▶ **STORED DATA**:
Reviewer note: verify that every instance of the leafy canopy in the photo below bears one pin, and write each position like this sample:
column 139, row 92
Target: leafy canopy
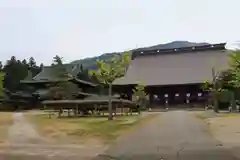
column 111, row 69
column 234, row 62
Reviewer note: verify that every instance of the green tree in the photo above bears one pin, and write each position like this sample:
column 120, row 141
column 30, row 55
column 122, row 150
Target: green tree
column 110, row 70
column 57, row 60
column 1, row 66
column 63, row 89
column 1, row 83
column 215, row 88
column 32, row 62
column 140, row 95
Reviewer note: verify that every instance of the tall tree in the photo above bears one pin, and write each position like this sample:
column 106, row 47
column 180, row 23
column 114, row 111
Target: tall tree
column 32, row 62
column 1, row 83
column 110, row 70
column 215, row 88
column 1, row 66
column 57, row 60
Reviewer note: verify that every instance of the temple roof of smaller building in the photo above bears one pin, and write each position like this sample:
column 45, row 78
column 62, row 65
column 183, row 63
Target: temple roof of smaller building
column 50, row 75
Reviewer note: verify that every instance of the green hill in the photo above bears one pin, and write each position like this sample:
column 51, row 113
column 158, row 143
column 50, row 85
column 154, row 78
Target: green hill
column 90, row 62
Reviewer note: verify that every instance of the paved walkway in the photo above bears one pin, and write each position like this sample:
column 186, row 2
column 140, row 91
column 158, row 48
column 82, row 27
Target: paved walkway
column 173, row 135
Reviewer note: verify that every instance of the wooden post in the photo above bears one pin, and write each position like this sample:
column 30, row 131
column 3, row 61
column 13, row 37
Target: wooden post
column 68, row 112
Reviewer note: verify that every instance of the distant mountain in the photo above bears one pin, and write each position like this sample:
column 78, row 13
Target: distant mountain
column 90, row 63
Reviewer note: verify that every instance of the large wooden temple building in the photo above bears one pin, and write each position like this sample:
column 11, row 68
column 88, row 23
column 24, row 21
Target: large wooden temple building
column 173, row 76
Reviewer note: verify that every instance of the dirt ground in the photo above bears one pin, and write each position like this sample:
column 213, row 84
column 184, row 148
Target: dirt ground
column 225, row 129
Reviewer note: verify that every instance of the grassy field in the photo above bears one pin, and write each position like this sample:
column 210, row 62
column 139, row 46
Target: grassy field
column 81, row 130
column 5, row 122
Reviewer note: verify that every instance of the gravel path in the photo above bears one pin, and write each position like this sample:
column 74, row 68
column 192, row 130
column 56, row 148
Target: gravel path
column 172, row 135
column 22, row 131
column 26, row 143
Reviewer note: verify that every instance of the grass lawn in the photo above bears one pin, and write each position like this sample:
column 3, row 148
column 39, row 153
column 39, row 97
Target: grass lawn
column 80, row 130
column 5, row 122
column 224, row 127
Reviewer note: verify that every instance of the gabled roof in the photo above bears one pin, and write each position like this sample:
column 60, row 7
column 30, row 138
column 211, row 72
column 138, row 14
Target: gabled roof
column 48, row 72
column 50, row 75
column 175, row 66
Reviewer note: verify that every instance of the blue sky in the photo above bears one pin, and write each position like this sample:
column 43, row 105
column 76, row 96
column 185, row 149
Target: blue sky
column 76, row 29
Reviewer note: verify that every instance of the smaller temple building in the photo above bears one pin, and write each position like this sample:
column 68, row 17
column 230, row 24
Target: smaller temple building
column 33, row 90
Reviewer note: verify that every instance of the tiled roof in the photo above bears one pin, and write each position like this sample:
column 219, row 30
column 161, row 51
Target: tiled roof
column 173, row 68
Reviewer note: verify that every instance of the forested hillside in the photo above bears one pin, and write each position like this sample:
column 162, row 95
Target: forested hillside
column 90, row 62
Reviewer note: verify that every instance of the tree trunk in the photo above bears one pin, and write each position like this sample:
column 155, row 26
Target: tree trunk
column 215, row 92
column 110, row 115
column 215, row 102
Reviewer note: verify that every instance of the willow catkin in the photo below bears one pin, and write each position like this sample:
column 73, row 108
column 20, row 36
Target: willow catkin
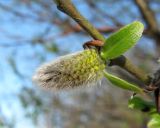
column 70, row 71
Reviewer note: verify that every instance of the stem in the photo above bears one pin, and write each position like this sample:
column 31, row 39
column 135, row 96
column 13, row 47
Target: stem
column 68, row 8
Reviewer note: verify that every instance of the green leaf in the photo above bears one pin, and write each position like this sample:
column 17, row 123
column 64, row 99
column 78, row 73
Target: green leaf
column 122, row 83
column 140, row 104
column 122, row 40
column 154, row 122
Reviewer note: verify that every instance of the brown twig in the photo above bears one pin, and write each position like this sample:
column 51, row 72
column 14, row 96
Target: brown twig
column 68, row 8
column 148, row 14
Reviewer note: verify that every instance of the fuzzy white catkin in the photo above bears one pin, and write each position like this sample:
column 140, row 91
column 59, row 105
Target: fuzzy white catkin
column 70, row 71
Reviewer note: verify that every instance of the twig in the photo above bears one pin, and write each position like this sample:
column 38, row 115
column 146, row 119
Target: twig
column 147, row 14
column 68, row 8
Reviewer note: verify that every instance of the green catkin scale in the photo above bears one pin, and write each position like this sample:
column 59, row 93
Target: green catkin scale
column 73, row 70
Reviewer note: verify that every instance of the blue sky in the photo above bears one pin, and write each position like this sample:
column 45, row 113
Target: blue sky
column 24, row 56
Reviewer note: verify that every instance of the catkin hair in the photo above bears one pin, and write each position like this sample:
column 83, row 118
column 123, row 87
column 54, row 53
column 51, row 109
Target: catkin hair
column 79, row 69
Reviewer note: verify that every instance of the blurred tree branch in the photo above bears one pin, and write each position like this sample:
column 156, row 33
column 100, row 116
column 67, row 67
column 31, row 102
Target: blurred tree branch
column 147, row 14
column 68, row 8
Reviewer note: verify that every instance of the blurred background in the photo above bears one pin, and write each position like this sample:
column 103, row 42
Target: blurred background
column 35, row 31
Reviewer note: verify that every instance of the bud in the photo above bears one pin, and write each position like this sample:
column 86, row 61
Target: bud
column 70, row 71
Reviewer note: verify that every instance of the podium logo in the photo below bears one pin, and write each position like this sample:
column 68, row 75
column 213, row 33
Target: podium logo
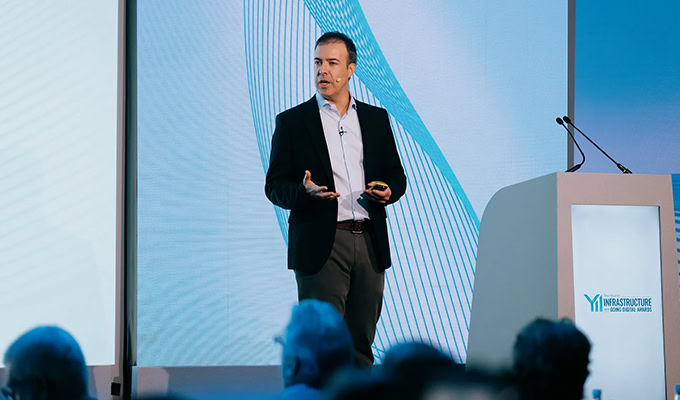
column 617, row 303
column 595, row 303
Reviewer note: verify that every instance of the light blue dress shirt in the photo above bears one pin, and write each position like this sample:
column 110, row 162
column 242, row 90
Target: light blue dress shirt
column 346, row 151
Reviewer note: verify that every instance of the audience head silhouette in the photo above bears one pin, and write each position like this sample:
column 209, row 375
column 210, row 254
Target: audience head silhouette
column 413, row 365
column 550, row 360
column 316, row 343
column 45, row 363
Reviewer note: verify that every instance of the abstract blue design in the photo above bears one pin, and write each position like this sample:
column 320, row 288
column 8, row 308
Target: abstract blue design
column 433, row 228
column 676, row 212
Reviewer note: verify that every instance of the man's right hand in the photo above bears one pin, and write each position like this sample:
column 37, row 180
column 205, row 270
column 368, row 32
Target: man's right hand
column 316, row 191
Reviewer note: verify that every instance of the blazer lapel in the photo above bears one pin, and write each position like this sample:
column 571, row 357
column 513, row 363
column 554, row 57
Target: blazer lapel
column 317, row 137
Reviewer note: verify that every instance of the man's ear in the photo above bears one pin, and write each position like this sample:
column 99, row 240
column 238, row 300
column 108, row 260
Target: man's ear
column 352, row 68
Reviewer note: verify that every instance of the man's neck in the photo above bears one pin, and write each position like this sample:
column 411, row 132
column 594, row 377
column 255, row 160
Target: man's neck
column 341, row 102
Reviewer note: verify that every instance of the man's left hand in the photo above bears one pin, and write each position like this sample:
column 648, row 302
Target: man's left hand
column 380, row 196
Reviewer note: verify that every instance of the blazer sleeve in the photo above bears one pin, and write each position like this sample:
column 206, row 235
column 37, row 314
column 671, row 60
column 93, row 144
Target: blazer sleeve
column 282, row 188
column 394, row 171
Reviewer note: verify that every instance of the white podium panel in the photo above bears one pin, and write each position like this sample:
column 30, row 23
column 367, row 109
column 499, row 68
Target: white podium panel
column 617, row 298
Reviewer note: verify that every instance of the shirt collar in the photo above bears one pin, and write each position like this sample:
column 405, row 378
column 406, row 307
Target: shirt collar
column 321, row 102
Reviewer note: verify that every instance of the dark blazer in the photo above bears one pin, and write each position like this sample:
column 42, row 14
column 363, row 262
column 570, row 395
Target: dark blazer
column 299, row 144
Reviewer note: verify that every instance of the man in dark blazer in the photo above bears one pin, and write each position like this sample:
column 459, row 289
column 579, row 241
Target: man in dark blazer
column 337, row 242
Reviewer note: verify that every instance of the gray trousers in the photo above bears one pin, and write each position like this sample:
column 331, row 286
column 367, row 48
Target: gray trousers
column 350, row 282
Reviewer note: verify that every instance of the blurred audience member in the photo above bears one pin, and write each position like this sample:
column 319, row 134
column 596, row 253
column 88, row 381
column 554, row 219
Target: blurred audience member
column 362, row 384
column 412, row 366
column 316, row 343
column 45, row 363
column 472, row 385
column 550, row 360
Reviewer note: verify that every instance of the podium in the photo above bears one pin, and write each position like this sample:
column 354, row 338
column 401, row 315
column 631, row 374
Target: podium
column 598, row 249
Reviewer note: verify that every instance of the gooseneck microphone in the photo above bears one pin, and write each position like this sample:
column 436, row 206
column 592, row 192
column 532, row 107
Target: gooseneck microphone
column 583, row 156
column 618, row 165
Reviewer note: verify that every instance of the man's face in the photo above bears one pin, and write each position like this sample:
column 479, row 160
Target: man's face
column 332, row 70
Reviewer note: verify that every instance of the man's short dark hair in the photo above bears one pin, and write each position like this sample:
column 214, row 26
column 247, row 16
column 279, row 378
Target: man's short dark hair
column 551, row 360
column 329, row 37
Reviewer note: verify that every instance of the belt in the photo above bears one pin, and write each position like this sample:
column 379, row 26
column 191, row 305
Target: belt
column 354, row 226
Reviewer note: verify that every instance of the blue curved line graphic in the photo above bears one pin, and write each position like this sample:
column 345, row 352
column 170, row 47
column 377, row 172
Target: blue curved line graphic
column 433, row 229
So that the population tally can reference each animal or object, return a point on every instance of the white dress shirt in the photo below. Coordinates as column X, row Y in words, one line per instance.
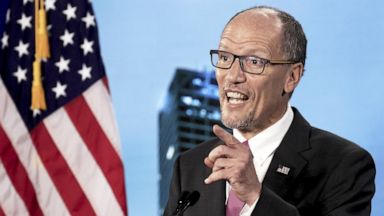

▶ **WORK TO DO**: Collect every line above that contains the word "shirt", and copy each such line in full.

▶ **TASK SOLUTION**:
Reviewer note: verify that every instance of the light blue dress shirt in the photo above bears one pin, and write each position like this sample:
Target: light blue dress shirt
Reviewer note: verify that every instance of the shirt collar in the photo above bears one pin, and write each position like this sample:
Target: shirt collar
So that the population tally can reference each animal or object, return a point on every instance of the white dress shirt in the photo below. Coordinates as column X, row Y in words, one line per instance.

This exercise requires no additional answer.